▸ **Problem**: Nothing should be left out: output all of the entries exactly.

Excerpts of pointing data
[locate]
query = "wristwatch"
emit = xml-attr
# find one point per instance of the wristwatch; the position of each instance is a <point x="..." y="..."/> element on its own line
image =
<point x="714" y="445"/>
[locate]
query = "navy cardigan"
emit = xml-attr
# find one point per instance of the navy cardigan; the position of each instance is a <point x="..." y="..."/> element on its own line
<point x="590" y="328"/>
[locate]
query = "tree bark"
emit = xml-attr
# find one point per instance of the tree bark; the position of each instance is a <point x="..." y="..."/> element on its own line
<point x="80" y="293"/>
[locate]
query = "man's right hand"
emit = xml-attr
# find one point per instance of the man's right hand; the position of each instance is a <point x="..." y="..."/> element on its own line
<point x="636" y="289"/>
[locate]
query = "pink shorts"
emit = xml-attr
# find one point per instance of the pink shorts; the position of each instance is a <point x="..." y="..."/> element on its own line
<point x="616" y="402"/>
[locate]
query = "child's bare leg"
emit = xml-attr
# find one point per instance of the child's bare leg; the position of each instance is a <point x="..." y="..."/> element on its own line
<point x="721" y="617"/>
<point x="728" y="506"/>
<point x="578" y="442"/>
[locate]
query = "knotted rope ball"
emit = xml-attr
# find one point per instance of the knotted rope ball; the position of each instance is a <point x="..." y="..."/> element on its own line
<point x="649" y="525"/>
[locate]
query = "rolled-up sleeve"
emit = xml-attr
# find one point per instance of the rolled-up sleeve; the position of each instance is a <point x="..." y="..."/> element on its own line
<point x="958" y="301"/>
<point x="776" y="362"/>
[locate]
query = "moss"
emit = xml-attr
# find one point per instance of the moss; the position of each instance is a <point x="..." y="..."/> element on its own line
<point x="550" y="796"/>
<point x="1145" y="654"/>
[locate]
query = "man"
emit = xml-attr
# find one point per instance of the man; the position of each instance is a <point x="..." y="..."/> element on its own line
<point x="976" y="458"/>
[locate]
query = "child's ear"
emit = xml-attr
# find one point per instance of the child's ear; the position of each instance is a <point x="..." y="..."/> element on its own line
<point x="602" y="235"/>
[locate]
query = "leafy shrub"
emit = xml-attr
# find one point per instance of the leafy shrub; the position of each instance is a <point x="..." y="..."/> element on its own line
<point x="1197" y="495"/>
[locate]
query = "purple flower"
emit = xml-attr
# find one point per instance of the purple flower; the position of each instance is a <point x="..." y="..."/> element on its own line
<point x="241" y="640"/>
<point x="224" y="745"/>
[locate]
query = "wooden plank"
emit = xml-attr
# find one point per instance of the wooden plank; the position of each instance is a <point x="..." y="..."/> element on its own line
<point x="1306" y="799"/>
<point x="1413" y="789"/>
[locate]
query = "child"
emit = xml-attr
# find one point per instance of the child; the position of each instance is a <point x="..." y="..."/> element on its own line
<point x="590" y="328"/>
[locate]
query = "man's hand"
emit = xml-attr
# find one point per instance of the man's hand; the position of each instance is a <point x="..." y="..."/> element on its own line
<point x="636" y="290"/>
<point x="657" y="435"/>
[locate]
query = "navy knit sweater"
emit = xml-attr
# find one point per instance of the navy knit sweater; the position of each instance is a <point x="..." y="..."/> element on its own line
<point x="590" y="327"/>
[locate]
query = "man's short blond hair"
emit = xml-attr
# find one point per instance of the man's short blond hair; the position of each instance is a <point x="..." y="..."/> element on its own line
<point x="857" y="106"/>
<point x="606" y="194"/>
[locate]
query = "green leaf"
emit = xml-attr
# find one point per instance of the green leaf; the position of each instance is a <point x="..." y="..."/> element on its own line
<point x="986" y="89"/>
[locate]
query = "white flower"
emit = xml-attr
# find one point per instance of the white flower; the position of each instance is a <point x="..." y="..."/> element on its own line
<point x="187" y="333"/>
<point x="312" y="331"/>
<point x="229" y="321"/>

▸ **Written solution**:
[locate]
query = "wristwatch"
emit = xml-attr
# find one point per instance of the wristwatch; the position of each instance is a <point x="..." y="..."/> element on its own line
image =
<point x="714" y="445"/>
[locate]
query = "navy cardigan"
emit = xml-attr
# find one point per instance of the navy cardigan; the position of each instance is a <point x="..." y="..."/> element on its own line
<point x="590" y="328"/>
[locate]
query = "tree bark"
emit = xml-attr
# find one point per instance of the tree bark; the position of each instance is a <point x="..." y="..."/> element on its own line
<point x="80" y="293"/>
[locate]
query = "man's right hand"
emit = xml-attr
# find one point per instance of the man's right hand; the position of each instance is a <point x="..." y="..."/> element on its own line
<point x="636" y="289"/>
[locate]
query = "pink shorts"
emit = xml-attr
# find one point per instance of the pink shorts; the position of each instance is a <point x="..." y="..."/> element on its own line
<point x="616" y="402"/>
[locate]
query = "child's bare leg"
emit = xml-attr
# find one point per instance of the child's bare leg; the position of each instance is a <point x="..." y="..."/> element on its own line
<point x="721" y="617"/>
<point x="728" y="506"/>
<point x="578" y="442"/>
[locate]
query = "knotted rope ball"
emit = xml-attr
# find one point per instance of the knotted rope ball; the position of each instance is a <point x="..." y="..."/> element on its own line
<point x="649" y="525"/>
[locate]
query = "rolled-up sleeve"
emit = xml-attr
# find one point per instance of the rolled-up sleeve; the position of each instance is a <point x="..." y="..."/> element on its own line
<point x="958" y="301"/>
<point x="776" y="362"/>
[locate]
query = "moss"
emit = xml-attr
# find one point per instance of the moss; the position of each instance is a <point x="..." y="..."/> element on its own line
<point x="550" y="796"/>
<point x="1145" y="654"/>
[locate]
query = "man"
emit = xml-attr
# find one point per instance of the man; the position of each instance is a <point x="..." y="..."/> element on its own line
<point x="976" y="458"/>
[locate]
query = "child's ear"
emit = xml-attr
# find one point per instance of the child's ear; the position of each instance is a <point x="..." y="..."/> element on its own line
<point x="602" y="235"/>
[locate]
query = "leafy shrub"
emit = xml-attr
# find one point per instance of the leafy shrub; the position of each instance is a <point x="..." y="..."/> element on its own line
<point x="1197" y="495"/>
[locate]
query = "purple flower"
emit = xml-attr
# find one point per instance of the purple flower; the position of each instance is a <point x="..." y="..."/> element on its own line
<point x="241" y="640"/>
<point x="224" y="745"/>
[locate]
query = "wooden plank"
emit = xml-attr
# find one point per instance of the wooden plank; the position of each instance is a <point x="..." y="..."/> element on its own line
<point x="1306" y="799"/>
<point x="1413" y="789"/>
[locate]
query = "child"
emit = xml-attr
# find one point per instance of the child; the position of each instance is a <point x="..." y="..."/> element on its own line
<point x="590" y="328"/>
[locate]
query = "man's hand"
emit = xml-attr
# find one point per instance of the man's hand; the position of each instance is a <point x="..." y="..."/> element on its own line
<point x="636" y="290"/>
<point x="657" y="435"/>
[locate]
query = "navy knit sweater"
emit = xml-attr
# find one point per instance of the navy knit sweater; the position of each instance is a <point x="..." y="..."/> element on its own line
<point x="590" y="327"/>
[locate]
query = "man's short blond hair"
emit = xml-attr
# find one point per instance of the man's short blond hair; the position of each instance is a <point x="..." y="..."/> element on its own line
<point x="857" y="106"/>
<point x="606" y="194"/>
[locate]
query = "green leaf"
emit = xml-attr
# find one point per instance of the green leaf; the position of each instance is a <point x="..." y="..."/> element on its own line
<point x="986" y="89"/>
[locate]
query = "white flower"
emit = xml-attr
# find one point per instance of the white flower; the position of each instance is a <point x="..." y="..."/> element on its own line
<point x="187" y="333"/>
<point x="312" y="331"/>
<point x="229" y="321"/>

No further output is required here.